* [Short problem]
Which lines in the data below contain the word "trim"? Pull out every one of them, treating uppercase and lowercase letters as different.

* [Dataset]
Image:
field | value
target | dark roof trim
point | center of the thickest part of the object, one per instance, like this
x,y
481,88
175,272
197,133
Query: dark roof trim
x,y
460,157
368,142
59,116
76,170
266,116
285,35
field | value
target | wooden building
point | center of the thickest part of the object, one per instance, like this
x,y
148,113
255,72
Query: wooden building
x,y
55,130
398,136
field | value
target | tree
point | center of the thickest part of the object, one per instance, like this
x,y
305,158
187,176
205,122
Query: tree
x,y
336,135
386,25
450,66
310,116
==
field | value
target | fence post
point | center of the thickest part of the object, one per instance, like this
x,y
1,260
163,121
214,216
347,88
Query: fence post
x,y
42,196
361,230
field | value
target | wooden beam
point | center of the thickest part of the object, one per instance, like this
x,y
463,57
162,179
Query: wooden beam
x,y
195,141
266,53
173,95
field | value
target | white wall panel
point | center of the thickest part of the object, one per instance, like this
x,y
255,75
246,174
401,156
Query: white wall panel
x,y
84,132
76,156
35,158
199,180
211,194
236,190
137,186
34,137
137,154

* [Reply to the exercise]
target | dark roof trim
Query: dark roof trim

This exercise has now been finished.